-- START PROVIDED DATA --

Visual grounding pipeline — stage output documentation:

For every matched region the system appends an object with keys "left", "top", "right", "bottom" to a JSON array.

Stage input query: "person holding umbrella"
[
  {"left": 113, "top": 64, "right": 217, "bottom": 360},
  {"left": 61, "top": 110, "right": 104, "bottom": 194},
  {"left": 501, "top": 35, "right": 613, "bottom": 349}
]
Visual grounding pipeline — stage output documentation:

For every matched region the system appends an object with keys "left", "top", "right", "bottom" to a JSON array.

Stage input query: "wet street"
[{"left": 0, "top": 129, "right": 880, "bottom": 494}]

-- END PROVIDED DATA --

Rewrite every line of the rows above, keeping all text as it is. Scale each left, top, right and bottom coordinate value in the answers by 2.55, rounding to whole numbers with halves going up.

[ANSWER TO THIS TASK]
Visual grounding pipeline — stage output documentation:

For every matched region the system appends an object with keys "left", "top", "right", "bottom" to a JSON array.

Stage input query: "person holding umbrella"
[
  {"left": 288, "top": 163, "right": 553, "bottom": 918},
  {"left": 156, "top": 281, "right": 265, "bottom": 495},
  {"left": 1278, "top": 89, "right": 1563, "bottom": 890}
]
Visual grounding pipeline — stage output documentation:

For every matched region the system appends an object with keys "left", "top", "right", "bottom" to a JSON array.

Stage input query: "wet street"
[{"left": 0, "top": 329, "right": 2244, "bottom": 1260}]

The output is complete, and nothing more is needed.